* Begin SOURCE PASSAGE *
Question:  What (and who) are the minimum number of people you need to give a message in order for the message to reach everyone one else in the network.

Answer:  Find a vertex basis.

Defn: A vertex basis of $D = (V, A)$ is a set of vertices $B \subset V$ such that

(1)  Every vertex in $V$ is reachable form some vertex in $B$.

(2)  If $C$ proper $B$ then there exists a $v \in V$ such that $v$ is not reachable from 
any vertex in $C$.

Defn:  A strong component of $D$ is a strongly connected subgraph generated by a set of vertices 
such that this set of vertices is maximal with respect to strong connectedness.


Thm 2.6:  Every vertex is in exactly one strong component.

Defn:  $D^* = (V^*, A^*)$ is  the condensation of $D = (V, A)$ if 

(1)  $V^* = \{K_1, ..., K_p\} =$ the set of strong components of $D$.

(2)  There exists and arc $(K_i, K_j)$ iff there exists $u \in K_i$ and $v \in K_j$ such that $(u, v) \in A$.
* End SOURCE PASSAGE *
* Begin RECORD LIST *
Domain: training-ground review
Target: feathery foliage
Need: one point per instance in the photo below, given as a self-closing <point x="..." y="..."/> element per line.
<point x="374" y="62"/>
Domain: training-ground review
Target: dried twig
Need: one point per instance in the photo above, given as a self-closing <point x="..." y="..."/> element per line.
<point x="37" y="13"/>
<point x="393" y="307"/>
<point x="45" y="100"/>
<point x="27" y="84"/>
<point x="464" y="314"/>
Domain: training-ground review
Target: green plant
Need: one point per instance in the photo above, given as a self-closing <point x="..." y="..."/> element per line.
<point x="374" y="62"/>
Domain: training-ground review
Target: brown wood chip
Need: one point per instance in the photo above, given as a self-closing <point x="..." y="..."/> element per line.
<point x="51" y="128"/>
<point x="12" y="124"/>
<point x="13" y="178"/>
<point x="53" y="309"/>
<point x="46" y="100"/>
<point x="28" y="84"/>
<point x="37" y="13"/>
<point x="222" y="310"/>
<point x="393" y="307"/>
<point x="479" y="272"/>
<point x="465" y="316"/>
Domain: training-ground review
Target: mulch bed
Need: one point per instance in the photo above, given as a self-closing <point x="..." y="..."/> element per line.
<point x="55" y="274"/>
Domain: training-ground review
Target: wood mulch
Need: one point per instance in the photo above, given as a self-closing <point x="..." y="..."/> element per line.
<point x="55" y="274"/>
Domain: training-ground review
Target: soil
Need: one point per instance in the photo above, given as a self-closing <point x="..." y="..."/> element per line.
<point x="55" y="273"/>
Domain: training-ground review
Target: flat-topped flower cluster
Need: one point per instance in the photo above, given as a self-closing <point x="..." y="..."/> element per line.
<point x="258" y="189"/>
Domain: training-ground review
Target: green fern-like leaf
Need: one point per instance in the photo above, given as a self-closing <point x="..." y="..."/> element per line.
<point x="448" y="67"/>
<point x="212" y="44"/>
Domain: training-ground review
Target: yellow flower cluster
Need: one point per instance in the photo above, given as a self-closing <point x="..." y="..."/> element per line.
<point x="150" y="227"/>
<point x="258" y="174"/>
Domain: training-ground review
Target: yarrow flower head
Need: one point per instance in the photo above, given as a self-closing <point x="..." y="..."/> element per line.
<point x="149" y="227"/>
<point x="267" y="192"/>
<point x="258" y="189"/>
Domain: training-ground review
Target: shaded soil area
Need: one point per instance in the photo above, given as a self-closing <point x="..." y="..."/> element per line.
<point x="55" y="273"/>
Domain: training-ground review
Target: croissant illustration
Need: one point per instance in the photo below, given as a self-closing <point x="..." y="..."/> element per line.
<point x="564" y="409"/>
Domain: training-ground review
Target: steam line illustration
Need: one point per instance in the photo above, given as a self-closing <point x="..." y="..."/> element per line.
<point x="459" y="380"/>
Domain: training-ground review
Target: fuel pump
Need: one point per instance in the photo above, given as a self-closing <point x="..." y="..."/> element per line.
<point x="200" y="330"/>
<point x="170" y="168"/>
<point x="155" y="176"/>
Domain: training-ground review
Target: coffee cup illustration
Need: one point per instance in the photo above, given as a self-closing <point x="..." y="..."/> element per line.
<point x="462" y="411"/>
* End RECORD LIST *
§ **STATED EXERCISE 1**
Answer these about the graph theory passage:
(a) What does the passage give as the answer to its question about the minimum number of people?
(b) According to Thm 2.6, how many strong components is every vertex in?
(c) In the condensation $D^*$, what is the vertex set $V^*$?
§ **STATED EXERCISE 2**
How many lines of the records contain the string "flower", with case counting? Report only the number.
The text and the records come from different sources.

§ **FINAL ANSWER 1**
(a) Find a vertex basis.
(b) Exactly one.
(c) The set of strong components of $D$, $\{K_1, ..., K_p\}$.

§ **FINAL ANSWER 2**
3